_Data under study:_
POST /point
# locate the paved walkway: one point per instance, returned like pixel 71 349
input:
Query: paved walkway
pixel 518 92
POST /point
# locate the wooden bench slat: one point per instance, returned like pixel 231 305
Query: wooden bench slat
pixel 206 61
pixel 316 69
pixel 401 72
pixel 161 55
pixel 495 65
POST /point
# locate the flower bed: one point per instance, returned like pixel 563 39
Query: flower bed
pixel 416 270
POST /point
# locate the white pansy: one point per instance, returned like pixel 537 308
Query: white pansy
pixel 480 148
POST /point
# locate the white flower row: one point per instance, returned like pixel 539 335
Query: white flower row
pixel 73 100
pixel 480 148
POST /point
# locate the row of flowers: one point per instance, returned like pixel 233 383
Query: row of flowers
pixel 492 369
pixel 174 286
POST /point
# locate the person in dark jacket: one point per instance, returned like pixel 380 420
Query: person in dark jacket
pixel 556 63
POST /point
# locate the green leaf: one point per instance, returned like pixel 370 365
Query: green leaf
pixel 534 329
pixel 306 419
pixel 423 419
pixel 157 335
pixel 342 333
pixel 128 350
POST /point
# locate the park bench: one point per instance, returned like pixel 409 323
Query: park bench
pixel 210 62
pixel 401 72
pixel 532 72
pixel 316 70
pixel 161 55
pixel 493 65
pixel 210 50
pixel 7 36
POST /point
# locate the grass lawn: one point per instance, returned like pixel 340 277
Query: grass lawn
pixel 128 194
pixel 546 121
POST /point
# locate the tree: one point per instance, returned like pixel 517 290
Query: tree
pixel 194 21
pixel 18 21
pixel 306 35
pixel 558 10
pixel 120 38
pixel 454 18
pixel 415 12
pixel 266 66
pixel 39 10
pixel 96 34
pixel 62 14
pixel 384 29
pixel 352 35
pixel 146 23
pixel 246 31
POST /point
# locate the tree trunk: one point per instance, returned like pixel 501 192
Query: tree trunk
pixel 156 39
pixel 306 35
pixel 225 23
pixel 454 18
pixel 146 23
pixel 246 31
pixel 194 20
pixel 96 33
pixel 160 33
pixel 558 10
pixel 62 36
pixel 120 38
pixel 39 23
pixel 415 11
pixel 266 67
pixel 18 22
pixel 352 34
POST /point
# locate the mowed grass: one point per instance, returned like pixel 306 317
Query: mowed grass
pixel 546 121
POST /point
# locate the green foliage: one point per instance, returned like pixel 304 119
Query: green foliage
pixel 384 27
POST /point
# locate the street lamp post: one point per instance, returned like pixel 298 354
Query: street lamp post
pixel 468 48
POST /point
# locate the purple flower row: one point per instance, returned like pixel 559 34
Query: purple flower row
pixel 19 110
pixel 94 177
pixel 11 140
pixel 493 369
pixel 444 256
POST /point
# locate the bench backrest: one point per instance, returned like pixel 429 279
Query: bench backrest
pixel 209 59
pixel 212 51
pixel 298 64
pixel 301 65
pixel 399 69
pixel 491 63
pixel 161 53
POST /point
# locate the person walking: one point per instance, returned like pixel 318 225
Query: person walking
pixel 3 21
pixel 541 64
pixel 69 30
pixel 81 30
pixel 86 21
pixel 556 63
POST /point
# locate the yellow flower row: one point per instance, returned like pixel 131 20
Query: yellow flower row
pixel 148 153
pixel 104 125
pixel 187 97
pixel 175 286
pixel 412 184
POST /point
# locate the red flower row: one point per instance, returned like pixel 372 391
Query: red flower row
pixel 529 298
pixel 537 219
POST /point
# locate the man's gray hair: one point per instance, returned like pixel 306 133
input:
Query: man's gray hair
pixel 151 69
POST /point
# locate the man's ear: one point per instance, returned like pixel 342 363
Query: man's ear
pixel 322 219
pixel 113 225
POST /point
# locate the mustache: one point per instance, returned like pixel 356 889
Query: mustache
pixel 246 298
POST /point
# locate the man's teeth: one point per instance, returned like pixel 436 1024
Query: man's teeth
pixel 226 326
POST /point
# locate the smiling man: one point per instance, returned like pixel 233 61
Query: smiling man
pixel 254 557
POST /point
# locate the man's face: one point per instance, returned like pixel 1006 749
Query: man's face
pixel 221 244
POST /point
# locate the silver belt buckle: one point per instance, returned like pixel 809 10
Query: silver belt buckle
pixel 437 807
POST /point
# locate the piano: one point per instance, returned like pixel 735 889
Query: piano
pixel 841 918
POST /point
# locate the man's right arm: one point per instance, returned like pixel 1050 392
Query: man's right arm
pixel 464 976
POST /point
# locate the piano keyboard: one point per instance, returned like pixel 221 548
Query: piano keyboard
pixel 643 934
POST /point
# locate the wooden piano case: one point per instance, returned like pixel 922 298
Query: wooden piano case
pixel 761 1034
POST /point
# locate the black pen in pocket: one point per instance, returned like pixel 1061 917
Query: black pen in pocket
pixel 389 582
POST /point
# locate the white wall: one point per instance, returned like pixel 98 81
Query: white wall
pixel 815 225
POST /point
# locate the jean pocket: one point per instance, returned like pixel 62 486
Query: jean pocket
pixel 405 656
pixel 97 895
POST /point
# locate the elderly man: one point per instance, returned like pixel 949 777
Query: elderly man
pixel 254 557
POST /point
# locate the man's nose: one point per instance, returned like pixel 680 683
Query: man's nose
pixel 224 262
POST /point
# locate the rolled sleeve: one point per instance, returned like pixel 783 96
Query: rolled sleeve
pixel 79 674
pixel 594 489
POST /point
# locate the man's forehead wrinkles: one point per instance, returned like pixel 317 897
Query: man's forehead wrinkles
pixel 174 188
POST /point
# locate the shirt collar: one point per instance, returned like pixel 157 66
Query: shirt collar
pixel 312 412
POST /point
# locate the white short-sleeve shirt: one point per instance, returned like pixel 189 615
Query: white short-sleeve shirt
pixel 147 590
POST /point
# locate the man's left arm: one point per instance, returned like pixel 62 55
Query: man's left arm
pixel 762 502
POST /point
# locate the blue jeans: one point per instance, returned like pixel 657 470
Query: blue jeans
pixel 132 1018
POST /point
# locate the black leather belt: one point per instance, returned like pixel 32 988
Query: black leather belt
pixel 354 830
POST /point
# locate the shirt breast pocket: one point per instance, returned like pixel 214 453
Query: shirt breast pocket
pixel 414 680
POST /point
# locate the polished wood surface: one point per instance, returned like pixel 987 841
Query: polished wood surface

_Activity:_
Tell me how many lines in the data include "polished", giving only the number.

_Solution for this exercise:_
2